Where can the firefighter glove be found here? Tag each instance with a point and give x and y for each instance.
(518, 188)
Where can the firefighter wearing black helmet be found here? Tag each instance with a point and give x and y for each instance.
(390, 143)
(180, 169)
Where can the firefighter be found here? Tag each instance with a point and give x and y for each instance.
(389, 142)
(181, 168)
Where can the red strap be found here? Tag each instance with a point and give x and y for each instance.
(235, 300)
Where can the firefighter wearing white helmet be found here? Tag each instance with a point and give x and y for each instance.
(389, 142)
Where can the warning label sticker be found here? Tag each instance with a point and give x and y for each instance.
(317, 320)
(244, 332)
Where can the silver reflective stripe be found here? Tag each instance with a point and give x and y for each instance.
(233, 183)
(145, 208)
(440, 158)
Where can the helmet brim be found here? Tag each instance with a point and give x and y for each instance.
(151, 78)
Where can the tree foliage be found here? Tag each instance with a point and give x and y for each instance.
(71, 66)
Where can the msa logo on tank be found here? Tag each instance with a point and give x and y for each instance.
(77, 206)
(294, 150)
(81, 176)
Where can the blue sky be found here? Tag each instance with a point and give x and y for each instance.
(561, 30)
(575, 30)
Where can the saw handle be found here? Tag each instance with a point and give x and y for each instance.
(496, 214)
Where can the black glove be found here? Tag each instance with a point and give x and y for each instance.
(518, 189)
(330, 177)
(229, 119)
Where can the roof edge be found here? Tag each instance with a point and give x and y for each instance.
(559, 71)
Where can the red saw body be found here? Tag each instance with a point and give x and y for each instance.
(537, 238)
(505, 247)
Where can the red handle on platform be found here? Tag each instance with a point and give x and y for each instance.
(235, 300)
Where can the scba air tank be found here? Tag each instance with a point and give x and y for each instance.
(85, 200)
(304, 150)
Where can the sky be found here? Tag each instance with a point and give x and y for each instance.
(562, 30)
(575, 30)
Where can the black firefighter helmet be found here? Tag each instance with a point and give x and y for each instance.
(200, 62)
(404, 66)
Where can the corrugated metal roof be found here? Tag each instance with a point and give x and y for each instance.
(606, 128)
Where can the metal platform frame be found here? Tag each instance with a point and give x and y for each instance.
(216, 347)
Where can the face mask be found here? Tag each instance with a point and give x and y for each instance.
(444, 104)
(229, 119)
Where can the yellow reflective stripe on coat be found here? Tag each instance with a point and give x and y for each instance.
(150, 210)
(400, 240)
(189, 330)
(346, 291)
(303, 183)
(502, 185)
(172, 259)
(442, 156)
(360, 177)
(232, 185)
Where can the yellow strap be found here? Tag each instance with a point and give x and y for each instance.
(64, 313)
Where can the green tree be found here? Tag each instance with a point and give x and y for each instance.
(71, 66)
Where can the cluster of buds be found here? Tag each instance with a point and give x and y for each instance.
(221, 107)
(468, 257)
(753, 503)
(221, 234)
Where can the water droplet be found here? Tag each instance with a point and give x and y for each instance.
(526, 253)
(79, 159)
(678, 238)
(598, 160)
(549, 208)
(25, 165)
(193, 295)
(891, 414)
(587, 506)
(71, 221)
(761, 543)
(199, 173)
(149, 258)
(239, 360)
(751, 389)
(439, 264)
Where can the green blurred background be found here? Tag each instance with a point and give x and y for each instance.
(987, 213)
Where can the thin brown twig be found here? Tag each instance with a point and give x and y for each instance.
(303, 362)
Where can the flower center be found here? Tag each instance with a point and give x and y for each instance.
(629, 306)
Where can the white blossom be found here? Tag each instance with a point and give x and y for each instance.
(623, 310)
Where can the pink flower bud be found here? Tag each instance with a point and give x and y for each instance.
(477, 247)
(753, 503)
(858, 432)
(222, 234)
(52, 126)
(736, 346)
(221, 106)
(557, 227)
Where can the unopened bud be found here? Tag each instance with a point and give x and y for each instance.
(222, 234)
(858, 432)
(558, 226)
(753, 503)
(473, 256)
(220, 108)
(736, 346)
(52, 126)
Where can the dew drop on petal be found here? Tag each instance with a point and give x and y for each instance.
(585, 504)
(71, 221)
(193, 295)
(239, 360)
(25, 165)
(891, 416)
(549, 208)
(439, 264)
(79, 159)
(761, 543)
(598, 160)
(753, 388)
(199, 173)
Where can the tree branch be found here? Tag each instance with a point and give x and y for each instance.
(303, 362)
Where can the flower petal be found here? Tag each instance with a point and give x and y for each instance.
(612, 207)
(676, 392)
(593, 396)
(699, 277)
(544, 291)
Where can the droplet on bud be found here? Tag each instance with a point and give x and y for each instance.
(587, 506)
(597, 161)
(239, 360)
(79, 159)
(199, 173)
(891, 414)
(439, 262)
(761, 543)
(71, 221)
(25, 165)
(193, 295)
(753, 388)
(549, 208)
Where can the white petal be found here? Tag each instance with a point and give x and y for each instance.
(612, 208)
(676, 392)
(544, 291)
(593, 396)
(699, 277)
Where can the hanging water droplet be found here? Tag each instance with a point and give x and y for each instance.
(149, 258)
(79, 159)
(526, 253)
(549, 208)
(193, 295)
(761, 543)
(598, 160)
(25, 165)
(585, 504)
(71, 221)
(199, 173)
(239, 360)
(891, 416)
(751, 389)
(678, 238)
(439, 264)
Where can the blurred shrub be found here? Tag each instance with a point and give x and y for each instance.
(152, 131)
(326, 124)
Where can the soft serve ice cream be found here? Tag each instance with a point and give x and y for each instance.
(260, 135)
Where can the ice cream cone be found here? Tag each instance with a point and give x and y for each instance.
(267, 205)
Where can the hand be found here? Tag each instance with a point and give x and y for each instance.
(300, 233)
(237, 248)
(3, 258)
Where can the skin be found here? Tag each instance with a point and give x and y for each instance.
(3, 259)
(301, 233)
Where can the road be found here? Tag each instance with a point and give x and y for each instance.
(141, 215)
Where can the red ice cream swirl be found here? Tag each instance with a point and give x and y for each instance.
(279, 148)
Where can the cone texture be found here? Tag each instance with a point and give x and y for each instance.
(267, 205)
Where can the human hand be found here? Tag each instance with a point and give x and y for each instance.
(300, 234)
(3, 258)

▶ _Task brief_:
Retype the entire listing without altering anything.

▶ _Reply to the task_:
Where can the firefighter glove be found here? Tag each instance with a point and give x and y for each instance.
(518, 188)
Where can the firefighter wearing black helmet be found here? Tag each instance with a point and give x and y for each instance.
(390, 143)
(180, 169)
Where can the firefighter be found here? Tag each instance with a point and give x and y for each instance.
(389, 142)
(181, 168)
Where can the red strap be found here? Tag each instance with a point and give x and y for each instance.
(235, 300)
Where can the firefighter wearing white helmet be found here? Tag each instance with a point and give x and y for each instance.
(389, 142)
Where can the warning label sticker be found here? Tag each instance with a point and give x and y for each instance.
(317, 320)
(244, 332)
Where can the silver reflective stripe be found here? Tag each instance with a point and give x and y for each instance.
(233, 183)
(145, 208)
(440, 158)
Where can the helmet brim be found here? Tag each instance with a point and give x and y for each instance.
(151, 78)
Where can the tree foliage be found here? Tag each instance with a point and give x and y for each instance.
(71, 66)
Where can the msa logo on tank be found here? Tag each instance with a point and give x and y for each instance.
(77, 206)
(294, 150)
(81, 176)
Where can the blue sky be found here? Tag each instance with a point and give x and y for each instance.
(561, 30)
(575, 30)
Where can the saw handle be found here? Tag each instance with a point and give x and y for each instance.
(496, 214)
Where can the black glove be found here? Tag each instance with a point and give x and y for each instance.
(518, 189)
(330, 177)
(229, 119)
Where can the roof edge be found here? Tag each instance with a point and give x and y for each instance.
(559, 71)
Where can the red saw body be found here? Tag each instance with a point and give x and y for each instance.
(537, 238)
(505, 247)
Where can the red handle on platform be found here? Tag each instance with a point and give x and y for each instance.
(235, 300)
Where can the scba air tank be found here? Tag each instance with a point and give x and y for each instance.
(85, 200)
(304, 150)
Where can the sky be found here? Tag each instance with a point and give x and y for each instance.
(562, 30)
(575, 30)
Where can the black firefighter helmet be found here? Tag each instance with a point and give x and y for each instance.
(200, 62)
(404, 66)
Where can the corrugated metal roof be found here? Tag each instance with a point and give x and y for each instance.
(606, 128)
Where can the metal platform frame be found here? Tag each instance with a point and give x and y for each instance.
(216, 347)
Where can the face mask be found here? Tag each instance with a point and give x and y for each instance.
(444, 104)
(229, 119)
Where can the yellow reflective stripe on coat be found here? Tag each instance with a point and give x and y for each instance.
(150, 210)
(400, 240)
(189, 330)
(346, 291)
(303, 183)
(502, 185)
(172, 259)
(442, 156)
(360, 177)
(232, 185)
Where can the yellow strap be found here? Tag each instance with a point and give x and y for each instance.
(64, 313)
Where can the green tree be found here? Tag each instance with a point and give x and y for each instance.
(71, 66)
Where can the cluster of buds be found here? Tag each instance with a point and give x and y for each instance.
(221, 107)
(468, 257)
(753, 503)
(221, 234)
Where can the water droplet be found here? Tag each instance with a point and give x and y for each instance.
(526, 253)
(79, 159)
(678, 238)
(598, 160)
(549, 208)
(25, 165)
(193, 295)
(891, 414)
(587, 506)
(71, 221)
(761, 543)
(199, 173)
(149, 258)
(239, 360)
(751, 389)
(439, 264)
Where can the green blurred background be found here? Tag each instance with a point and give x and y for each instance.
(987, 213)
Where can the thin brown twig be found here? Tag each instance with a point and give x and y for each instance.
(303, 362)
Where can the flower center be found here? Tag each instance with a point and give x and y for each instance.
(629, 306)
Where can the white blossom be found here? Tag each instance with a point and give x and y for each instance.
(623, 310)
Where can the pink flower bud be found here? Tag each instance with a point and give x and y for each instance.
(477, 247)
(753, 503)
(858, 432)
(222, 234)
(52, 126)
(736, 346)
(221, 106)
(557, 227)
Where can the unopened bud be found here? Tag each instance with a point and give x and y for each instance.
(222, 234)
(858, 432)
(558, 226)
(753, 503)
(473, 256)
(220, 108)
(736, 346)
(52, 126)
Where can the dew drop on petal be found here? Tag each instance with a point and give x and y for each instance.
(585, 504)
(71, 221)
(193, 295)
(239, 360)
(25, 165)
(891, 416)
(549, 208)
(439, 264)
(79, 159)
(761, 543)
(598, 160)
(753, 388)
(199, 173)
Where can the tree branch be found here? Tag each instance with a point and give x and y for each instance.
(303, 362)
Where can the flower petal be found here? Tag each instance with a point and give x and y for each instance.
(612, 207)
(676, 392)
(593, 396)
(699, 277)
(544, 291)
Where can the droplet on bud be found here? Tag each instance with a point and give x and y for each instance.
(587, 506)
(597, 161)
(239, 360)
(79, 159)
(199, 173)
(891, 414)
(439, 262)
(761, 543)
(71, 221)
(25, 165)
(193, 295)
(753, 388)
(549, 208)
Where can the white petal be found here? Tag each instance with a point and give x and y for each instance.
(612, 208)
(676, 392)
(544, 291)
(593, 396)
(699, 277)
Where can the hanging water droplet be found here? Tag each instance with a point and give x and y for each instance.
(149, 258)
(79, 159)
(526, 253)
(549, 208)
(193, 295)
(761, 543)
(598, 160)
(25, 165)
(585, 504)
(71, 221)
(199, 173)
(239, 360)
(891, 416)
(751, 389)
(678, 238)
(439, 264)
Where can the blurred shrub be found here? Tag each instance with a point and give x and y for each instance.
(152, 131)
(326, 124)
Where can the soft serve ice cream be found here? Tag each instance with a point and give x and y for each instance.
(260, 135)
Where can the ice cream cone be found here? Tag each instance with a point and give x and y for each instance.
(267, 205)
Where can the hand be found here? Tag each instance with a point and give x and y for each instance.
(300, 233)
(237, 248)
(3, 258)
Where can the skin be found here? Tag each instance with a point and give x and y for each instance.
(3, 259)
(301, 233)
Where can the road be found here? Tag each instance with a point and give x and y for each instance.
(141, 215)
Where can the red ice cream swirl be found here? Tag each instance with a point and give x and y for each instance.
(279, 148)
Where can the cone texture be found here? Tag each instance with a point and give x and y for each instance.
(267, 205)
Where can the human hand be found here? Tag each instance with a point and give x and y for each instance.
(300, 234)
(3, 258)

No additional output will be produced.